>> START READING PASSAGE

Running Microbenchmarks
Running via an IDE is not supported as the results are meaningless because we have no control over the JVM running the benchmarks.
If you want to run a specific benchmark class like, say,
MemoryStatsBenchmark
, you can use --args
:
gradlew -p benchmarks run --args 'MemoryStatsBenchmark'
Everything in the '
gets sent on the command line to JMH.
You can set benchmark parameters with -p
:
gradlew -p benchmarks/ run --args 'RoundingBenchmark.round -prounder=es -prange="2000-10-01 to 2000-11-01" -pzone=America/New_York -pinterval=10d -pcount=1000000'
The benchmark code defines default values for the parameters so if
you leave out any out JMH will run with each default value, one after
the other. This will run with interval
set to calendar year
then
calendar hour
then 10d
then 5d
then 1h
:
gradlew -p benchmarks/ run --args 'RoundingBenchmark.round -prounder=es -prange="2000-10-01 to 2000-11-01" -pzone=America/New_York -pcount=1000000'
Adding Microbenchmarks
Before adding a new microbenchmark, make yourself familiar with the JMH API. You can check our existing microbenchmarks and also the JMH samples.
In contrast to tests, the actual name of the benchmark class is not relevant to JMH. However, stick to the naming convention and
end the class name of a benchmark with Benchmark
. To have JMH execute a benchmark, annotate the respective methods with @Benchmark
.
Tips and Best Practices
To get realistic results, you should exercise care when running benchmarks. Here are a few tips:
Do
- Ensure that the system executing your microbenchmarks has as little load as possible. Shutdown every process that can cause unnecessary
runtime jitter. Watch the
Error
column in the benchmark results to see the run-to-run variance. - Ensure to run enough warmup iterations to get the benchmark into a stable state. If you are unsure, don't change the defaults.

>> END READING PASSAGE

**PROBLEMS AND TASKS**
1. From the microbenchmarks page, copy the passage starting at "Running Microbenchmarks" and ending at "line to JMH.".
2. In the microbenchmarks page, which annotation does JMH need on a method to execute it as a benchmark?
3. Continue the microbenchmarks page from where it stops.

>> START DATASET EXCERPT

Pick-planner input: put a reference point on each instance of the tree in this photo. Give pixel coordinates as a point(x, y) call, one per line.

>> END DATASET EXCERPT

**RESPONSES**
1.
Running Microbenchmarks
Running via an IDE is not supported as the results are meaningless because we have no control over the JVM running the benchmarks.
If you want to run a specific benchmark class like, say,
MemoryStatsBenchmark
, you can use --args
:
gradlew -p benchmarks run --args 'MemoryStatsBenchmark'
Everything in the '
gets sent on the command line to JMH.

2. @Benchmark

3.
- Avoid CPU migrations by pinning your benchmarks to specific CPU cores. On Linux you can use
taskset
. - Fix the CPU frequency to avoid Turbo Boost from kicking in and skewing your results. On Linux you can use
cpufreq-set
and theperformance
CPU governor. - Vary the problem input size with
@Param
. - Use the integrated profilers in JMH to dig deeper if benchmark results to not match your hypotheses:
- Add
-prof gc
to the options to check whether the garbage collector runs during a microbenchmarks and skews your results. If so, try to force a GC between runs (-gc true
) but watch out for the caveats. - Add
-prof perf
or-prof perfasm
(both only available on Linux, see Disassembling below) to see hotspots. - Add
-prof async
to see hotspots.
- Add
- Have your benchmarks peer-reviewed.
Don't
- Blindly believe the numbers that your microbenchmark produces but verify them by measuring e.g. with
-prof perfasm
. - Run more threads than your number of CPU cores (in case you run multi-threaded microbenchmarks).
- Look only at the
Score
column and ignoreError
. Instead take countermeasures to keepError
low / variance explainable.
Disassembling
NOTE: Linux only. Sorry Mac and Windows.
Disassembling is fun! Maybe not always useful, but always fun! Generally, you'll want to install perf
and FCML's hsdis
.
perf
is generally available via apg-get install perf
or pacman -S perf
. FCML is a little more involved. This worked
on 2020-08-01:
wget https://github.com/swojtasiak/fcml-lib/releases/download/v1.2.2/fcml-1.2.2.tar.gz
tar xf fcml*
cd fcml*
./configure
make
cd example/hsdis
make
sudo cp .libs/libhsdis.so.0.0.0 /usr/lib/jvm/java-14-adoptopenjdk/lib/hsdis-amd64.so
If you want to disassemble a single method do something like this:
gradlew -p benchmarks run --args ' MemoryStatsBenchmark -jvmArgs "-XX:+UnlockDiagnosticVMOptions -XX:CompileCommand=print,*.yourMethodName -XX:PrintAssemblyOptions=intel"
If you want perf
to find the hot methods for you then do add -prof perfasm
.
Async Profiler
Note: Linux and Mac only. Sorry Windows.
IMPORTANT: The 2.0 version of the profiler doesn't seem to be with compatible with JMH as of 2021-04-30.
The async profiler is neat because it does not suffer from the safepoint bias problem. And because it makes pretty flame graphs!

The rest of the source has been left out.